Source data:
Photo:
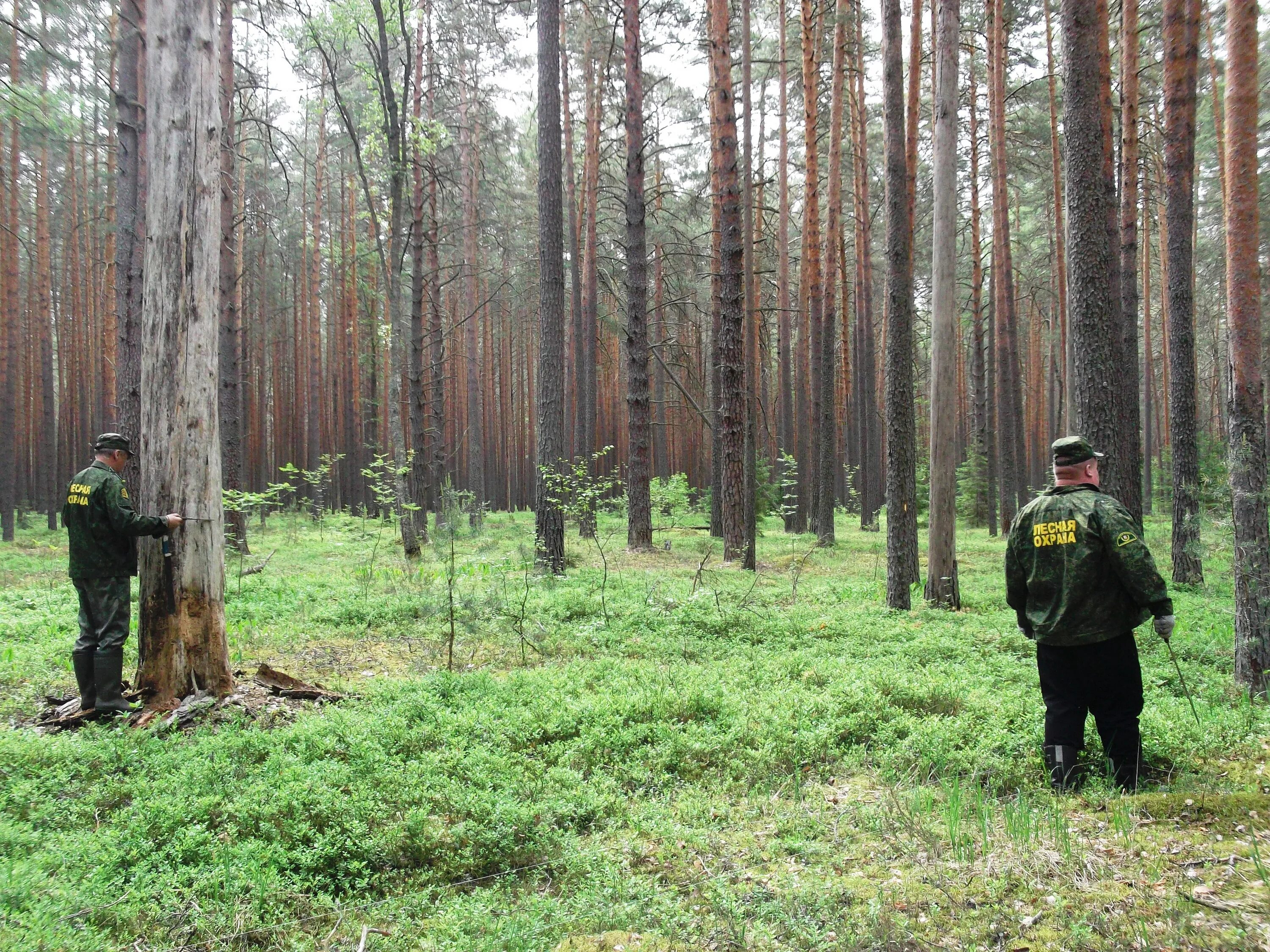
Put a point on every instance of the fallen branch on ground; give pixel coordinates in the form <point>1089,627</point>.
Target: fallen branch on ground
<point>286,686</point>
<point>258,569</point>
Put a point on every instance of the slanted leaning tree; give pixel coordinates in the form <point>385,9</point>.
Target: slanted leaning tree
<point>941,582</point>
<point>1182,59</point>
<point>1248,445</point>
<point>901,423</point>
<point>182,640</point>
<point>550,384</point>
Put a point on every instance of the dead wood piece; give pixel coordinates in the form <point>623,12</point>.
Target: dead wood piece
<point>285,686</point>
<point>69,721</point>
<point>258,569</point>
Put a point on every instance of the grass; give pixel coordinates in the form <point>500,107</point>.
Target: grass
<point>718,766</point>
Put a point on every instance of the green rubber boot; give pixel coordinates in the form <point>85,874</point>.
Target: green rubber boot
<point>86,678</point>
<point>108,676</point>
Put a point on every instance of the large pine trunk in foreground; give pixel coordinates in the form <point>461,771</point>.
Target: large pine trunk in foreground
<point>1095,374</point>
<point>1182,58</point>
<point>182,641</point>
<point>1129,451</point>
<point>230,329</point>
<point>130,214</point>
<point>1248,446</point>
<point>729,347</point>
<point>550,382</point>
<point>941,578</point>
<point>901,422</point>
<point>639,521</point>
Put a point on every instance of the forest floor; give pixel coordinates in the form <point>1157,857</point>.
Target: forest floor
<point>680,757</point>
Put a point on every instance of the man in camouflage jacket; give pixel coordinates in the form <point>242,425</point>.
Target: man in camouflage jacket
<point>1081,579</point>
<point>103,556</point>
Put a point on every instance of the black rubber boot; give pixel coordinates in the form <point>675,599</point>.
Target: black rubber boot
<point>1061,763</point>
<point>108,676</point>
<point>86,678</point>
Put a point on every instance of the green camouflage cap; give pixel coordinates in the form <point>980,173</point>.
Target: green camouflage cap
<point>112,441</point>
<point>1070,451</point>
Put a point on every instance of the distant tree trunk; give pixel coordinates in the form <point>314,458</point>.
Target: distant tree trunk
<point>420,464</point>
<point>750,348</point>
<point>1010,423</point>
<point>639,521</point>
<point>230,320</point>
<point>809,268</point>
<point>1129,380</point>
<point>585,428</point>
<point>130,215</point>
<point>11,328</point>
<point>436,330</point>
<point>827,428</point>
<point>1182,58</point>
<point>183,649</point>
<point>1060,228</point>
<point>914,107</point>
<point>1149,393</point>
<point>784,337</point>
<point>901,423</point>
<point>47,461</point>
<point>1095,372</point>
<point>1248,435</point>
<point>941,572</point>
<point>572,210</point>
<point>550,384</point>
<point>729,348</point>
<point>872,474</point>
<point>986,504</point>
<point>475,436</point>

What is expected:
Render the lines above as a JSON list of strings, one string per line, omitting blank lines and leaving out the pictures.

Right answer:
[
  "Photo:",
  "Put a point on every instance of the fallen branch on ground; give pixel coordinates in the form <point>1089,627</point>.",
  "Target: fallen branch on ground",
  "<point>286,686</point>",
  "<point>258,569</point>",
  "Put a point on every instance of the slanted leaning tree; give pixel coordinates in the form <point>385,9</point>.",
  "Target: slanted leaning tree",
  "<point>941,582</point>",
  "<point>1182,59</point>",
  "<point>1248,445</point>",
  "<point>901,423</point>",
  "<point>182,640</point>",
  "<point>550,384</point>",
  "Put a point on every instance of the dead wood piece; give pixel coordinates in the form <point>623,12</point>.",
  "Target: dead wood piece",
  "<point>285,686</point>",
  "<point>69,721</point>",
  "<point>258,569</point>",
  "Put a point on every instance of the grass; give pixel coordinates in the form <point>500,107</point>.",
  "Target: grass",
  "<point>718,766</point>",
  "Put a point on every instance of the green rubber boot; give pixel coordinates in the form <point>85,874</point>.",
  "Target: green rubber boot",
  "<point>86,678</point>",
  "<point>108,676</point>",
  "Put a point on every instance of the large pine trunk in foreground; give pixel coordinates in the form <point>461,771</point>.",
  "Target: large pine trunk in foreground",
  "<point>1095,374</point>",
  "<point>1182,58</point>",
  "<point>182,641</point>",
  "<point>1129,451</point>",
  "<point>230,329</point>",
  "<point>130,214</point>",
  "<point>1248,446</point>",
  "<point>729,347</point>",
  "<point>550,382</point>",
  "<point>941,578</point>",
  "<point>901,422</point>",
  "<point>639,521</point>",
  "Put a point on every instance of the forest floor; give pixel coordinates in the form <point>1157,857</point>.",
  "Target: forest floor",
  "<point>680,757</point>",
  "Put a point on every instance of the man in camouflage jacket; give pixel coordinates in the form <point>242,425</point>.",
  "Target: man in camouflage jacket",
  "<point>1081,579</point>",
  "<point>103,556</point>",
  "Put a point on every instance of the black rubber boot; give pixel coordinates in the form <point>675,599</point>.",
  "Target: black rubber boot",
  "<point>1061,763</point>",
  "<point>108,676</point>",
  "<point>86,678</point>",
  "Put a point on every instance of the green camouflage cap; give pixel coordinates in the form <point>980,173</point>.",
  "Target: green camouflage cap",
  "<point>112,441</point>",
  "<point>1070,451</point>",
  "Put a point on every instance of the distant tree trunk; give pixel coordinates in the form <point>314,458</point>.",
  "Target: distant tree trunk",
  "<point>420,464</point>",
  "<point>750,348</point>",
  "<point>1010,423</point>",
  "<point>639,521</point>",
  "<point>230,320</point>",
  "<point>809,268</point>",
  "<point>1129,380</point>",
  "<point>585,428</point>",
  "<point>130,215</point>",
  "<point>11,328</point>",
  "<point>436,330</point>",
  "<point>827,428</point>",
  "<point>1182,58</point>",
  "<point>183,649</point>",
  "<point>1060,228</point>",
  "<point>914,107</point>",
  "<point>1149,393</point>",
  "<point>784,337</point>",
  "<point>901,423</point>",
  "<point>47,461</point>",
  "<point>1095,372</point>",
  "<point>1248,435</point>",
  "<point>941,572</point>",
  "<point>572,210</point>",
  "<point>550,384</point>",
  "<point>729,348</point>",
  "<point>872,474</point>",
  "<point>986,504</point>",
  "<point>475,436</point>"
]